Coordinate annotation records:
%%

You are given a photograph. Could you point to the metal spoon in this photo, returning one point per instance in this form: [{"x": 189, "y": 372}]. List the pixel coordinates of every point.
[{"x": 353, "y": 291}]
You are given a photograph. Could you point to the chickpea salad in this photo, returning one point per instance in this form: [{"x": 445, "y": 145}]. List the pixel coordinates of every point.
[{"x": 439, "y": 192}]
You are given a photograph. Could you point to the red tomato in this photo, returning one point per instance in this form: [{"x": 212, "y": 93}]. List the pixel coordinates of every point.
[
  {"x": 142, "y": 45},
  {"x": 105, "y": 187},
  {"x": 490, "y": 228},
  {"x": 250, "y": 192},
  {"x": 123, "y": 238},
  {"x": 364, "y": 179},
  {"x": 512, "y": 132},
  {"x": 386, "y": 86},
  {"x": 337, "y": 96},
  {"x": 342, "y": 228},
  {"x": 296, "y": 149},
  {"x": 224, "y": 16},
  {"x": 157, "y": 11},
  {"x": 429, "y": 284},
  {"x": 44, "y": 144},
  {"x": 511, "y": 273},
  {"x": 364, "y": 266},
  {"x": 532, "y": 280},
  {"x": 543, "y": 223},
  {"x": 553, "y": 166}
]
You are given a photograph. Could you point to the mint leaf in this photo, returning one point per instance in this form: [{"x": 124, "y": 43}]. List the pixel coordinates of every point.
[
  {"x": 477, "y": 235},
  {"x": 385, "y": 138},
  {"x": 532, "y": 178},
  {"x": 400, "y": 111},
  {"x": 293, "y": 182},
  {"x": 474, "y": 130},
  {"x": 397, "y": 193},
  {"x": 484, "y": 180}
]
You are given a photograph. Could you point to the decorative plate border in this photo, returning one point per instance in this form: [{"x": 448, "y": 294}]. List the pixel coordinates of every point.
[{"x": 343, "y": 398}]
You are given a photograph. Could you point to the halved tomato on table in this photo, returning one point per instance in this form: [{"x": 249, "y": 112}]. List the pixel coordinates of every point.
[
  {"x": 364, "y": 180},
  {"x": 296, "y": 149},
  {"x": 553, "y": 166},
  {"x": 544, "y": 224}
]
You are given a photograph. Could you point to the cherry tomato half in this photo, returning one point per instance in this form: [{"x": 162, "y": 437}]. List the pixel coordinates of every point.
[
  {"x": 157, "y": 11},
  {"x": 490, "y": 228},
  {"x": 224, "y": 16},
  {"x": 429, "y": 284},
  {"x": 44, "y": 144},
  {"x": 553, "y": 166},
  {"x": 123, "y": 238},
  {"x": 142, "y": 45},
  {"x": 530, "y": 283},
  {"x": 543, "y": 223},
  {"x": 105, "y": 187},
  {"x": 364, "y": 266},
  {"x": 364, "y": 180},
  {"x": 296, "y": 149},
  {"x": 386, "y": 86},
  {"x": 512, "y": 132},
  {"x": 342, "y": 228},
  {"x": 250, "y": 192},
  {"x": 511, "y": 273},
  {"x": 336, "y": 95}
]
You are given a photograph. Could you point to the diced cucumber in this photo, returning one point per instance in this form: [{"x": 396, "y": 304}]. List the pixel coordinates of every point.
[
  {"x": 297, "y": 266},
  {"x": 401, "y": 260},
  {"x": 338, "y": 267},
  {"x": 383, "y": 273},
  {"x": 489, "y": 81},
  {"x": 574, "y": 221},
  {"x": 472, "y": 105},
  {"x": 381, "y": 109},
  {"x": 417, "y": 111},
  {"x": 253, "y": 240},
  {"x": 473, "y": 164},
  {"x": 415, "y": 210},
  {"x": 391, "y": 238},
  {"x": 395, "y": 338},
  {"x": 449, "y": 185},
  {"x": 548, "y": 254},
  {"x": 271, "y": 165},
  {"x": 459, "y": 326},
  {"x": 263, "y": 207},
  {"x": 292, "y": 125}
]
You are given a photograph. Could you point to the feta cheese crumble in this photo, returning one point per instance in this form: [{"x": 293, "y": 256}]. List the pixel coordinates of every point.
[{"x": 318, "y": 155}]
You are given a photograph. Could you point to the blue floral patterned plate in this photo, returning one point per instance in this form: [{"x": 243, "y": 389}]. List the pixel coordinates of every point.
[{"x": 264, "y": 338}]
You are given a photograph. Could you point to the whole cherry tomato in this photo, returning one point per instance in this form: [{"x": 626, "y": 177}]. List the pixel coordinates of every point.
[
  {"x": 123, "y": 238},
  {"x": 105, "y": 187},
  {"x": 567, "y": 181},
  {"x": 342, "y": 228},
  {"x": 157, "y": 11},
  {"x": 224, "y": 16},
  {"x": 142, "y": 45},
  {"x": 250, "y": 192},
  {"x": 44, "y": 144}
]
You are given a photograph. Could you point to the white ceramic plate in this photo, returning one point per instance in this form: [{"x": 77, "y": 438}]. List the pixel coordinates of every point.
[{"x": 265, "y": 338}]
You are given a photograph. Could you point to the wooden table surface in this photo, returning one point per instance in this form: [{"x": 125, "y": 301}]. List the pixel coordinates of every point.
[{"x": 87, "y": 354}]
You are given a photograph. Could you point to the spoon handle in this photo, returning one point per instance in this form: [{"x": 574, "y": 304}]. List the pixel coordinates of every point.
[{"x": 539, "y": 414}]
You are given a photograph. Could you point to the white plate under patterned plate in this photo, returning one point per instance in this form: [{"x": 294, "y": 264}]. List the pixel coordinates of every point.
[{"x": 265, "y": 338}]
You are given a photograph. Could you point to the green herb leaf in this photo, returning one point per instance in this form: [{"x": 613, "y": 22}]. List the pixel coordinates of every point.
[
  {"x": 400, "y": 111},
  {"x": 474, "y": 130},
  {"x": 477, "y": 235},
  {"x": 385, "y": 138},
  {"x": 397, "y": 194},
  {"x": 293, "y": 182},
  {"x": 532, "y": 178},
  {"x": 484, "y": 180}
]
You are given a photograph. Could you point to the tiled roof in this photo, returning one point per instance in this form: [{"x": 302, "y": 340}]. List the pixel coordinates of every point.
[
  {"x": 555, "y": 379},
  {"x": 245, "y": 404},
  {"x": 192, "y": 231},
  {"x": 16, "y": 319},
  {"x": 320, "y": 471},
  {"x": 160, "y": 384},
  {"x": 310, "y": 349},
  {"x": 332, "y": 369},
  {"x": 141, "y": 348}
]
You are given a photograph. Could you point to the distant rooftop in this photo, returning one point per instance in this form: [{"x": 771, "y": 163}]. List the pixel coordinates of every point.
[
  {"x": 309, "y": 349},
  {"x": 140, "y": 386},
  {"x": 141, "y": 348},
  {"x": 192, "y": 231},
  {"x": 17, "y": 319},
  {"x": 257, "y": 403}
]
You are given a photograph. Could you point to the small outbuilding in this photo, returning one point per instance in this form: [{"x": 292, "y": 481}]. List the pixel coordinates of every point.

%%

_TASK INSTRUCTIONS_: Each record above should be repeated exactly as it appears.

_FINISHED EXERCISE_:
You are given a photograph. Could you point to the metal spoon in this photo, returning one point per instance in this form: [{"x": 189, "y": 372}]. List the pixel coordinates of every point.
[{"x": 353, "y": 291}]
You are given a photograph. Could you point to the chickpea salad in this photo, returning one point per instance in this form: [{"x": 445, "y": 145}]. List the pixel coordinates of every point.
[{"x": 439, "y": 192}]
You are given a photograph. Could you point to the red tomato in this photo, returning one point per instance in this form: [{"x": 212, "y": 93}]. List the pixel coordinates of every point.
[
  {"x": 142, "y": 45},
  {"x": 105, "y": 187},
  {"x": 490, "y": 228},
  {"x": 250, "y": 192},
  {"x": 123, "y": 238},
  {"x": 364, "y": 179},
  {"x": 512, "y": 132},
  {"x": 386, "y": 86},
  {"x": 337, "y": 96},
  {"x": 342, "y": 228},
  {"x": 296, "y": 149},
  {"x": 224, "y": 16},
  {"x": 157, "y": 11},
  {"x": 429, "y": 284},
  {"x": 44, "y": 144},
  {"x": 511, "y": 273},
  {"x": 364, "y": 266},
  {"x": 532, "y": 280},
  {"x": 543, "y": 223},
  {"x": 553, "y": 166}
]
You are given a photograph. Could you point to the mint leaf in this photo, returning one point per instance in this form: [{"x": 124, "y": 43}]. List the pixel coordinates of every point.
[
  {"x": 477, "y": 235},
  {"x": 385, "y": 138},
  {"x": 532, "y": 178},
  {"x": 400, "y": 111},
  {"x": 293, "y": 182},
  {"x": 474, "y": 130},
  {"x": 397, "y": 193},
  {"x": 484, "y": 180}
]
You are given a photograph. Could you point to the decorative plate border in this photo, returning one point per instance in this form: [{"x": 448, "y": 294}]. List the pixel coordinates of every point.
[{"x": 343, "y": 398}]
You are given a photograph. Could you point to the halved tomato on table in this photo, returning one point per instance in this form: [{"x": 249, "y": 112}]. List the pixel coordinates of every point.
[
  {"x": 364, "y": 180},
  {"x": 296, "y": 149},
  {"x": 553, "y": 166},
  {"x": 544, "y": 224}
]
You are given a photograph. Could you point to the cherry tomato half in this photo, returning one point per instance in this form: [{"x": 162, "y": 437}]. List the pixel coordinates of every point.
[
  {"x": 157, "y": 11},
  {"x": 490, "y": 228},
  {"x": 224, "y": 16},
  {"x": 429, "y": 284},
  {"x": 44, "y": 144},
  {"x": 553, "y": 166},
  {"x": 123, "y": 238},
  {"x": 142, "y": 45},
  {"x": 530, "y": 283},
  {"x": 543, "y": 223},
  {"x": 105, "y": 187},
  {"x": 364, "y": 266},
  {"x": 364, "y": 180},
  {"x": 296, "y": 149},
  {"x": 386, "y": 86},
  {"x": 512, "y": 132},
  {"x": 342, "y": 228},
  {"x": 250, "y": 192},
  {"x": 511, "y": 273},
  {"x": 336, "y": 95}
]
You are given a photograph. Could you point to the diced cucumber in this photo, returning one point per instance in this form: [{"x": 396, "y": 304}]. List the pixel coordinates of every point.
[
  {"x": 297, "y": 266},
  {"x": 401, "y": 260},
  {"x": 338, "y": 267},
  {"x": 383, "y": 273},
  {"x": 489, "y": 81},
  {"x": 574, "y": 221},
  {"x": 472, "y": 105},
  {"x": 381, "y": 109},
  {"x": 417, "y": 111},
  {"x": 253, "y": 240},
  {"x": 473, "y": 164},
  {"x": 415, "y": 210},
  {"x": 391, "y": 238},
  {"x": 395, "y": 338},
  {"x": 449, "y": 185},
  {"x": 548, "y": 254},
  {"x": 271, "y": 165},
  {"x": 459, "y": 326},
  {"x": 263, "y": 207},
  {"x": 292, "y": 125}
]
You are given a photograph. Could you point to the feta cheese crumble in this photo, returning one point per instance in this form: [{"x": 293, "y": 256}]. List the pixel coordinates of every point.
[{"x": 318, "y": 155}]
You are given a photograph. Could you point to the blue floral patterned plate in this photo, returning one point per instance in this form: [{"x": 243, "y": 389}]. List the pixel coordinates of every point.
[{"x": 264, "y": 338}]
You are given a photograph. Could you point to the whole cherry tomato in this photo, returning one point per instance in this form: [{"x": 626, "y": 177}]. List the pixel coordinates of every point.
[
  {"x": 123, "y": 238},
  {"x": 105, "y": 187},
  {"x": 567, "y": 181},
  {"x": 342, "y": 228},
  {"x": 157, "y": 11},
  {"x": 224, "y": 16},
  {"x": 142, "y": 45},
  {"x": 250, "y": 192},
  {"x": 44, "y": 144}
]
You are given a photograph. Could you point to the white ceramic plate in this photo, returning one point per instance in this form: [{"x": 77, "y": 438}]. List the pixel coordinates of every point.
[{"x": 265, "y": 338}]
You are given a photograph. Could you point to the wooden table surface in this photo, returning one point per instance in this form: [{"x": 125, "y": 301}]. List the pixel coordinates of every point.
[{"x": 87, "y": 354}]
You are given a photograph. Could you point to the spoon handle in this photo, returning one point per instance in this form: [{"x": 574, "y": 304}]. List the pixel coordinates of every point.
[{"x": 539, "y": 414}]
You are given a photograph. Could you point to the white plate under patterned plate in this photo, returning one point per instance in this form: [{"x": 294, "y": 264}]. List the pixel coordinates of every point.
[{"x": 265, "y": 338}]
You are given a photograph. Could you point to the green herb leaf in this photo, returning one point per instance in this form: [{"x": 613, "y": 22}]. List the pixel coordinates of every point.
[
  {"x": 400, "y": 111},
  {"x": 474, "y": 130},
  {"x": 477, "y": 235},
  {"x": 385, "y": 138},
  {"x": 397, "y": 194},
  {"x": 293, "y": 182},
  {"x": 532, "y": 178},
  {"x": 484, "y": 180}
]
You are given a photograph. Could you point to the tiled roof in this photo, returning one point per instance in this form: [{"x": 302, "y": 340}]. List the pixel coordinates of every point.
[
  {"x": 555, "y": 379},
  {"x": 245, "y": 404},
  {"x": 192, "y": 231},
  {"x": 16, "y": 319},
  {"x": 320, "y": 471},
  {"x": 160, "y": 384},
  {"x": 310, "y": 349},
  {"x": 332, "y": 369},
  {"x": 141, "y": 348}
]
You are given a photograph. Could you point to the distant rooftop in this photo, returning one point per instance in this form: [{"x": 771, "y": 163}]. List the pixel coordinates of every point.
[
  {"x": 309, "y": 349},
  {"x": 140, "y": 386},
  {"x": 141, "y": 348},
  {"x": 192, "y": 231},
  {"x": 17, "y": 319},
  {"x": 257, "y": 403}
]
You are given a photograph. Could you point to the small outbuilding in this photo, returning one point per instance in this form: [{"x": 292, "y": 481}]. List the pixel coordinates of every point.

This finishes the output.